▶ **Extracted data**:
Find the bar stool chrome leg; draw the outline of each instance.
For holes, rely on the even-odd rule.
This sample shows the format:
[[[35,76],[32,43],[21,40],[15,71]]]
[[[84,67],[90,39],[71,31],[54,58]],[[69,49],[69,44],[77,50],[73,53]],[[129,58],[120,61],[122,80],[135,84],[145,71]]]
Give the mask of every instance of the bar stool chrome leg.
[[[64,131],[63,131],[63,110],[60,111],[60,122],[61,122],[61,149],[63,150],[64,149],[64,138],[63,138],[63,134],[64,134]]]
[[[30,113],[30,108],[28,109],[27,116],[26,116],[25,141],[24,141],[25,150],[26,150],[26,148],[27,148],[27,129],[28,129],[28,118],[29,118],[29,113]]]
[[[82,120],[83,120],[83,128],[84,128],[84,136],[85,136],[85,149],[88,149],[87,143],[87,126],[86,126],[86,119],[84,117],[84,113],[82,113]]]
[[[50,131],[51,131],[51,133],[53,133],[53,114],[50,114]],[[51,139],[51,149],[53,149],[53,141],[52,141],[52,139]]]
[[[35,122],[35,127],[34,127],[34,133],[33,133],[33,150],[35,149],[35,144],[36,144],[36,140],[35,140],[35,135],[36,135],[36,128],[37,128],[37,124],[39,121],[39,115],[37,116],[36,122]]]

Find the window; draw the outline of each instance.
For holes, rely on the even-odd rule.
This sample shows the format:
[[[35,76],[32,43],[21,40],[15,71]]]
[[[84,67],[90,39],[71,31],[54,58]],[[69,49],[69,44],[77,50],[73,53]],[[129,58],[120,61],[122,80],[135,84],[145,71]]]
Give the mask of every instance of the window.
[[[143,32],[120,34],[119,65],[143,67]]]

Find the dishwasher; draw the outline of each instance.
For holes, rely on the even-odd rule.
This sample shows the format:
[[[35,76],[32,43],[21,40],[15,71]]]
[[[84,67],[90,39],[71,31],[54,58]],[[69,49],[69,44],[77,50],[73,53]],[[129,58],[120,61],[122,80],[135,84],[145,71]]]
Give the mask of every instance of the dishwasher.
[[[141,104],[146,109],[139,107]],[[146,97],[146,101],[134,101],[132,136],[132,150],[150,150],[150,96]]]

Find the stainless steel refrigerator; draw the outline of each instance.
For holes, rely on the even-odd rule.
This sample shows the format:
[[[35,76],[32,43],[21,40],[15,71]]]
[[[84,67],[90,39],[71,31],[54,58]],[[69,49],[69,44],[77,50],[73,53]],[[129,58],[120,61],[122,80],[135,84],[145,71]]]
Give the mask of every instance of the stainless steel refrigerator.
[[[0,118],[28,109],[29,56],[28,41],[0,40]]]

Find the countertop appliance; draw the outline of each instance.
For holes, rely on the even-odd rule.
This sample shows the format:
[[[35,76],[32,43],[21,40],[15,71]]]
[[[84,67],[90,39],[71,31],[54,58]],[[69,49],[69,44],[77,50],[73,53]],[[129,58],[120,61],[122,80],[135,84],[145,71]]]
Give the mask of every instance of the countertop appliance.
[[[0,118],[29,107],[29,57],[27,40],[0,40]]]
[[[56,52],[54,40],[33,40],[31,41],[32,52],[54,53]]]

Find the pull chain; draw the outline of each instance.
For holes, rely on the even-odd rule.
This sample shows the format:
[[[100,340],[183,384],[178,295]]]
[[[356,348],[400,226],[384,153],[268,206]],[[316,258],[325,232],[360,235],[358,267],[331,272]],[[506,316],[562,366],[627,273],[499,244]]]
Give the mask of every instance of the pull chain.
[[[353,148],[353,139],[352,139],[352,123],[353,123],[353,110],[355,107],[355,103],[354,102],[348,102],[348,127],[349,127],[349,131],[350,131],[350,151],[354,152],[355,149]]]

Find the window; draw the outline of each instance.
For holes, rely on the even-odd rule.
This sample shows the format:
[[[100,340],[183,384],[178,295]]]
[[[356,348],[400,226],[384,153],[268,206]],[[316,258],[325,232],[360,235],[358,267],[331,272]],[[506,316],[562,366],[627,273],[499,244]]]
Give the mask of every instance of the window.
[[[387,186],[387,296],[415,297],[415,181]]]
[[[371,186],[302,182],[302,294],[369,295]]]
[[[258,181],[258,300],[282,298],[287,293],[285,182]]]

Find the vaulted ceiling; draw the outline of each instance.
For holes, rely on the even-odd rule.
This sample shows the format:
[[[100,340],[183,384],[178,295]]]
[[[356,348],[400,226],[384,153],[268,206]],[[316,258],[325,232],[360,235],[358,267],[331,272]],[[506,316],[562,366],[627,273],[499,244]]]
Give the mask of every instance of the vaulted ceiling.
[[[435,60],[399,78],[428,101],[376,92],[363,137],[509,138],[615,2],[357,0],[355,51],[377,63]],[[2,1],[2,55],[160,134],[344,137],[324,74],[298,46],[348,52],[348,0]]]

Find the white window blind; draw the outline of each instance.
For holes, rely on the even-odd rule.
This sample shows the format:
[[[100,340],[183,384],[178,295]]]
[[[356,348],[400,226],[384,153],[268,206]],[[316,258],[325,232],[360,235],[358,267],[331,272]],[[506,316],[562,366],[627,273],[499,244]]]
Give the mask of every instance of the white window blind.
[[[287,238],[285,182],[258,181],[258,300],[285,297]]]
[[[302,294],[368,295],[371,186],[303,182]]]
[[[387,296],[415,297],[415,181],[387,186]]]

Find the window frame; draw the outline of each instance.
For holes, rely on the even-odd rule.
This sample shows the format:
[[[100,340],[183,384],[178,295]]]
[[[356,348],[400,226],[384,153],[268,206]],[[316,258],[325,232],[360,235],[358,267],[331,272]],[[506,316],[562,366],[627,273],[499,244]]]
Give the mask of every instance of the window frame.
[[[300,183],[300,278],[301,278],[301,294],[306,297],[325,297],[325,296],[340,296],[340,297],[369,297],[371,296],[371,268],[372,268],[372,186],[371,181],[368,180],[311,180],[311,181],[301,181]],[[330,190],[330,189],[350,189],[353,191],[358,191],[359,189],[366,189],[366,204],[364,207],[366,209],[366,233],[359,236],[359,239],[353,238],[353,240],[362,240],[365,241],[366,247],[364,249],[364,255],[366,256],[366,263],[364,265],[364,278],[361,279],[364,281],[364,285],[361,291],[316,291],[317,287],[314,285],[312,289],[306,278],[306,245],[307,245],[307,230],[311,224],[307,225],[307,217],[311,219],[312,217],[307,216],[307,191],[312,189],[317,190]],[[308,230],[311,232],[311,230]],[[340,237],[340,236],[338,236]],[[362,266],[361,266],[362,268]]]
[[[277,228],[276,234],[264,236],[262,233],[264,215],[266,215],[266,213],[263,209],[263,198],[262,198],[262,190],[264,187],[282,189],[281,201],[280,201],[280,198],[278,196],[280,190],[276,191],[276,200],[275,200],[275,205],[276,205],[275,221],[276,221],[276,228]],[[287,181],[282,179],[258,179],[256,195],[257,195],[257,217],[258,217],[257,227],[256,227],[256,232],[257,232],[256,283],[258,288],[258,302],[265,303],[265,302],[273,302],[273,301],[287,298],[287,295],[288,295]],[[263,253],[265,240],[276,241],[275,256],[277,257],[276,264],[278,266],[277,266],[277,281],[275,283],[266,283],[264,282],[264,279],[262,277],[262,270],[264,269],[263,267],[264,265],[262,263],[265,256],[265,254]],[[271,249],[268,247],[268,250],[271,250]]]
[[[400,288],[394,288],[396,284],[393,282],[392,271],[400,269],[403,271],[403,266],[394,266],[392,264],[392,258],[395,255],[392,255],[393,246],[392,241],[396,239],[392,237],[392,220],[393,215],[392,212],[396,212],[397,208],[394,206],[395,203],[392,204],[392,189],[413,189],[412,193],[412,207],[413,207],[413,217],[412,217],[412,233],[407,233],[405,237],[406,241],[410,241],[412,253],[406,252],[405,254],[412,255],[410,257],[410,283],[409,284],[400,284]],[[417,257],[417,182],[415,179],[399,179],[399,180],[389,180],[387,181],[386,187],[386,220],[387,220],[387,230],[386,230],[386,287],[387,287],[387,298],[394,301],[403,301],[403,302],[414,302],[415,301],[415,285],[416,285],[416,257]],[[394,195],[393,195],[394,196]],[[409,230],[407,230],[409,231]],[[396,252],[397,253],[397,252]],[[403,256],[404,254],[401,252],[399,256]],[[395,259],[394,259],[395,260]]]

▶ **Task brief**: How many of the lines above contain the string "countertop", with case counting? Reply with the number alone.

▶ **Answer to the problem**: 2